▶ [Written request]: The records that follow must be repeated verbatim, every one of them.

▶ [Material]:

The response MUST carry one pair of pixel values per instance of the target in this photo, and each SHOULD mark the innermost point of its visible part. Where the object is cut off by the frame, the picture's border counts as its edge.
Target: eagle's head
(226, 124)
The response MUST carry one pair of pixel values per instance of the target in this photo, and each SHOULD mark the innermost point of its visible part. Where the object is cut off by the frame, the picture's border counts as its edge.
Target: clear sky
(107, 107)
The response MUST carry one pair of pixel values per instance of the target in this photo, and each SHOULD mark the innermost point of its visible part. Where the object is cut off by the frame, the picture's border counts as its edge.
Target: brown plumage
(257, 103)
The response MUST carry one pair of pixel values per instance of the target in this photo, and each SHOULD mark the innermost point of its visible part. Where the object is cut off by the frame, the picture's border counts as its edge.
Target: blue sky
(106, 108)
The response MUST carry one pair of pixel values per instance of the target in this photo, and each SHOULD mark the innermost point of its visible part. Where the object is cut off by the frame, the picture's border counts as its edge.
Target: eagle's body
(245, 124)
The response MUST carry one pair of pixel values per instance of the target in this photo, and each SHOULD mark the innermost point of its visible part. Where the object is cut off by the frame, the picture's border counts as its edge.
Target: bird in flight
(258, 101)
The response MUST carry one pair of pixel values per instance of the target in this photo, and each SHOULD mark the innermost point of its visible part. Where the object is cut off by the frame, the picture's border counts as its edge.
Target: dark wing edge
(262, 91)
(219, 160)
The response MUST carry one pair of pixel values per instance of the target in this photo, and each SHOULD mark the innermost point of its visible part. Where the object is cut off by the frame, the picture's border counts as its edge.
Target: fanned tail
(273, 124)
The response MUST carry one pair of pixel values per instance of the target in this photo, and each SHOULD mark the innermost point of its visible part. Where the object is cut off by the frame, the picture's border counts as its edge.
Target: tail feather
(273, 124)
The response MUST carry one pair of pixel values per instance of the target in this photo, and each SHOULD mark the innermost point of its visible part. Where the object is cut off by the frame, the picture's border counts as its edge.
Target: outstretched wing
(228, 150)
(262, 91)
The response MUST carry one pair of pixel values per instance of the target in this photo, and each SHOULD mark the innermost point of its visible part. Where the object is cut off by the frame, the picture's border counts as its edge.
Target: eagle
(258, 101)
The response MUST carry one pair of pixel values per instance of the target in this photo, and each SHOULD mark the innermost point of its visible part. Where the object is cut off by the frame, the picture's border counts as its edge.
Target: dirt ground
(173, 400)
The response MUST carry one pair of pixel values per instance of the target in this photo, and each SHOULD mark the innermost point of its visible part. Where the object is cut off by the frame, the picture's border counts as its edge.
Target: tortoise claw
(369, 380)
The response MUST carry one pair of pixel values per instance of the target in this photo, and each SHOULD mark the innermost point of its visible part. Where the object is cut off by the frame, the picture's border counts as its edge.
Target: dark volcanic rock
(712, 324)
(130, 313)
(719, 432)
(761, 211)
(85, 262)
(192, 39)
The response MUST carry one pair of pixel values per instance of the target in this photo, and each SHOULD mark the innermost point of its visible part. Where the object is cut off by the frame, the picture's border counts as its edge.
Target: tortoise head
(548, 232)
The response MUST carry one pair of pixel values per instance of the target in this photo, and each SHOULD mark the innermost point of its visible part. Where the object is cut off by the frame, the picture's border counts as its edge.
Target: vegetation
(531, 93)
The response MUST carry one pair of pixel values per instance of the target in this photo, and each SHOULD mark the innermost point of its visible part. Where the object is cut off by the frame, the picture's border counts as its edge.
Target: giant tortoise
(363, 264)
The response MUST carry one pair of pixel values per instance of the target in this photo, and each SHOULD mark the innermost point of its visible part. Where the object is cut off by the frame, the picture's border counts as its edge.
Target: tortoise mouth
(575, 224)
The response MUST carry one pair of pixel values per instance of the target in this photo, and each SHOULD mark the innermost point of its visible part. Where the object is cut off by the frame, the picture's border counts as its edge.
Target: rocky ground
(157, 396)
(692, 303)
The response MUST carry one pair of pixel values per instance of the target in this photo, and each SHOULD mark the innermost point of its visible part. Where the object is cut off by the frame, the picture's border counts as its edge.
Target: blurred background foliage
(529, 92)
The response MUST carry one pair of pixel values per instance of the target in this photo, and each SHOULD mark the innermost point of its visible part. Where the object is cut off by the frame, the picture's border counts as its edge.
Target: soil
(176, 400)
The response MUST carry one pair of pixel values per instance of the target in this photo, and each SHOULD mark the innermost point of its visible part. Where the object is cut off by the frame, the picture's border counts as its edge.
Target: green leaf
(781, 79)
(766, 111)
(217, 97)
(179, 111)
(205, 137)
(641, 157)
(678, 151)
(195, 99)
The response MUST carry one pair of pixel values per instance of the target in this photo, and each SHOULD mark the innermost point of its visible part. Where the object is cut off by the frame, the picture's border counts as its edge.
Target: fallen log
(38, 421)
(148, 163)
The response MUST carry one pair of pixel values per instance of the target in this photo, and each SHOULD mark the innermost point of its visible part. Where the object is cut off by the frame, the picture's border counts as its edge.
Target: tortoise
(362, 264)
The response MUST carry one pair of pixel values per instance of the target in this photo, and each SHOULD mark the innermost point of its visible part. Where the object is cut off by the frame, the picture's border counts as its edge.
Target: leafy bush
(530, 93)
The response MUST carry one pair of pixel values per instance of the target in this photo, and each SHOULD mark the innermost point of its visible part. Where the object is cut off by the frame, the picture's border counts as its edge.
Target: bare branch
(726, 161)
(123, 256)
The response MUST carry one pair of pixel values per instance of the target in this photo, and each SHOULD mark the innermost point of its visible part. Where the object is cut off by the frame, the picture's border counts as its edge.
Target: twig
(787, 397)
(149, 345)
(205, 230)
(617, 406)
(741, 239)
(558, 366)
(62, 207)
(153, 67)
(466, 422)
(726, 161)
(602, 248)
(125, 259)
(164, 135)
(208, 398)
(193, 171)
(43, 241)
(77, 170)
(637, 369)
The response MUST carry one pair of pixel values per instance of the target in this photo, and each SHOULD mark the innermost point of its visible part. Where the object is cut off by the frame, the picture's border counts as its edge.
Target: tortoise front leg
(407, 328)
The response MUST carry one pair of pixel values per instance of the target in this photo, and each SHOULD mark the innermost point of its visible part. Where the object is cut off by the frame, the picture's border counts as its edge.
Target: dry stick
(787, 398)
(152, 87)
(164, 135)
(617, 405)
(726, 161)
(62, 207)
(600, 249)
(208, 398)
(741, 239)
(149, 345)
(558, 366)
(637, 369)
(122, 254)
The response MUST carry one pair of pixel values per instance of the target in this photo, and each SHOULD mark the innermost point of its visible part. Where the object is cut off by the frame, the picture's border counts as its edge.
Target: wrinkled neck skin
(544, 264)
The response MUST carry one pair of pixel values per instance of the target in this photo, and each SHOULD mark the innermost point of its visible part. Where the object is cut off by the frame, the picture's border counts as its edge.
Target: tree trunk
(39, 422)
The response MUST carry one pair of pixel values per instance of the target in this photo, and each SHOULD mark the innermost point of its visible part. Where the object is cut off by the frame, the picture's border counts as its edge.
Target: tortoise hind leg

▶ [Response]:
The response MUST carry one pair of pixel values per instance of the target in this photo, and each SHOULD mark the innermost point of its visible part. Where the object is cut off by the frame, the picture's border counts as its edge.
Target: eagle's head
(226, 124)
The response MUST carry one pair of pixel values per instance of the target in this photo, and each SHOULD mark the innermost point of its visible part. Where the object is cut off by the frame, the picture's border counts as its edge.
Target: clear sky
(107, 107)
The response MUST carry one pair of pixel values per instance of the target in this photo, and each SHOULD mark the innermost point of its visible part. Where the object is cut off by the frame, the picture's border counts as its edge.
Target: brown plumage
(257, 103)
The response MUST carry one pair of pixel values per instance of the target in this photo, and each SHOULD mark the innermost point of its visible part. Where the object is cut off by the frame, the picture's border counts as its edge.
Target: blue sky
(106, 108)
The response MUST carry one pair of pixel values per instance of the target in this photo, and each SHOULD mark the innermost point of its visible part. Where the object is cut off by the frame, the picture's border counts as its edge.
Target: eagle's body
(245, 124)
The response MUST carry one pair of pixel values per instance of the target in this photo, and each SHOULD mark the innermost point of its visible part. Where the object is cut off by the frame, the picture's border counts as its edge.
Target: bird in flight
(258, 101)
The response MUST carry one pair of pixel values per instance of the target in this photo, and each SHOULD mark the innermost point of its visible part. Where the object is cut off by the frame, the picture's border counts as its edge.
Target: dark wing edge
(262, 91)
(219, 160)
The response MUST carry one pair of pixel values per instance of the target in this photo, and each SHOULD mark the innermost point of its visible part. Where the object is cut off by the frame, the picture's border counts as its edge.
Target: fanned tail
(273, 124)
The response MUST carry one pair of pixel values per instance of the target in this photo, and each SHOULD mark the innermost point of its visible part. Where the object is cut off by the frame, the picture's border counts as its edge.
Target: tail feather
(273, 124)
The response MUST carry one pair of pixel values per instance of the target in this photo, and each SHOULD mark the innermost point of its visible part. Where the object is cut off by the frame, the picture's border counts as its edge.
Target: outstretched wing
(228, 150)
(262, 91)
The response MUST carry one pair of pixel values per instance of the target in this photo, and each SHOULD mark the innermost point of its visible part. Where the object is cut off by the frame, the picture's border counts as its edge.
Target: eagle
(258, 101)
The response MUST carry one pair of pixel values per instance of the target in this photo, and each SHOULD mark the innermost point of its visible part. Where the object is cut off by the frame, the picture's border counts as its edge.
Target: dirt ground
(173, 400)
The response MUST carry one pair of pixel values per instance of the target in this photo, and each SHOULD mark the innermost point of its visible part. Where the object is cut off by the frame, the picture's border counts as its edge.
Target: tortoise claw
(369, 380)
The response MUST carry one pair of pixel values per instance of the target in this photo, and each SHOULD mark the innermost point of its visible part. Where the object is cut off by the frame, the picture's border counts as its edge.
Target: dark volcanic rock
(712, 324)
(130, 313)
(719, 432)
(761, 211)
(85, 262)
(192, 39)
The response MUST carry one pair of pixel values per instance of the target in this photo, and each SHOULD mark the innermost point of its visible part. Where the object is cut off by the frame, the picture's border counts as its edge.
Target: tortoise head
(548, 232)
The response MUST carry one pair of pixel values per instance of the target in this photo, and each SHOULD mark the innermost point of its visible part. Where the object is cut off by the frame, the picture's border counts as its edge.
Target: vegetation
(531, 93)
The response MUST carry one pair of pixel values per instance of the target in this photo, and each SHOULD mark the innermost point of its visible part. Where the object is cut off by the frame, the picture's border counts as its edge.
Target: giant tortoise
(363, 264)
The response MUST carry one pair of pixel values per instance of the target in this photo, and each SHOULD mark the innermost point of its visible part. Where the object is cut off by the frame, the picture's border counts as its edge.
Target: tortoise mouth
(575, 224)
The response MUST carry one pair of pixel values per instance of the target in this photo, and each SHOULD mark the innermost point of its visible part. Where the object is cut off by the frame, the picture's border counts as its edge.
Target: rocky ground
(157, 396)
(692, 303)
The response MUST carry one pair of pixel values per instance of the target in this photo, and each SHOULD mark the innermost point of its visible part. Where the object is cut off by the frame, the picture's border counts as its edge.
Target: blurred background foliage
(529, 92)
The response MUST carry one pair of pixel values per instance of the target in this photo, and each SHOULD mark the innermost point of its visible part. Where the object is cut off by the frame, the picture's border counts as its edge.
Target: soil
(176, 400)
The response MUST carry one pair of pixel values per instance of the target in this photo, and each SHOULD mark the innermost point of its visible part. Where the object is cut off by the frame, the picture's border counts as its edge.
Target: green leaf
(781, 79)
(766, 111)
(217, 97)
(179, 111)
(205, 137)
(641, 157)
(678, 151)
(195, 99)
The response MUST carry one pair of pixel values per instance of the target in this photo, and each SHOULD mark the innermost point of its visible part. Where the object is cut off by the frame, the picture's border counts as its edge.
Target: fallen log
(38, 421)
(148, 163)
The response MUST carry one pair of pixel values per instance of the target in this photo, and each SHOULD mark the innermost point of its visible part. Where the object is cut off by the frame, the picture's border counts as its edge.
Target: tortoise
(362, 264)
The response MUST carry one pair of pixel values per instance of the target in this photo, and each SHOULD mark the innermost point of its visible part. Where the object is cut off by the frame, the picture's border counts as its edge.
Target: leafy bush
(530, 93)
The response MUST carry one pair of pixel values per instance of the target in this photo, and each SHOULD mark the innermost point of its visible part. Where the object is cut off by the frame, the picture's border counts as its edge.
Target: bare branch
(726, 161)
(123, 256)
The response MUST carry one pair of pixel values per instance of the target in this photo, and each SHOULD mark the innermost point of its visible part. Where the object is cut off by the frame, the picture's border counts as its edge.
Target: twig
(787, 397)
(149, 345)
(205, 230)
(617, 406)
(741, 239)
(558, 366)
(62, 207)
(153, 67)
(466, 422)
(726, 161)
(602, 248)
(125, 259)
(164, 135)
(208, 398)
(193, 171)
(43, 241)
(77, 170)
(637, 369)
The response MUST carry one pair of pixel values per instance of the target in this photo, and each SHOULD mark the innermost point of its visible part. Where the object is cut off by the frame, the picture's border counts as its edge.
Target: tortoise front leg
(407, 328)
The response MUST carry one pair of pixel values per instance of the target in this photo, and each SHOULD mark the innermost point of its visible part. Where the object is cut off by the frame, the picture's border counts as its edge.
Target: dry stick
(787, 398)
(152, 87)
(164, 135)
(617, 405)
(726, 161)
(62, 207)
(600, 249)
(208, 398)
(741, 239)
(149, 345)
(558, 366)
(637, 369)
(122, 254)
The response MUST carry one pair of pixel values per instance of the target in this photo, and each SHOULD mark the innermost point of its visible part. Where the object is cut off by the frame, the picture's border counts as its edge.
Target: wrinkled neck skin
(544, 264)
The response MUST carry one pair of pixel values per instance of the target in this photo, and each SHOULD mark the innermost point of its visible part. Where the object is cut off by the frame, the picture's border counts as its edge.
Target: tree trunk
(39, 422)
The response MUST carry one pair of pixel values per instance of the target in this photo, and each SHOULD mark the innermost point of its visible part. Where the object is cut off by the frame, the picture's border counts as its edge.
Target: tortoise hind leg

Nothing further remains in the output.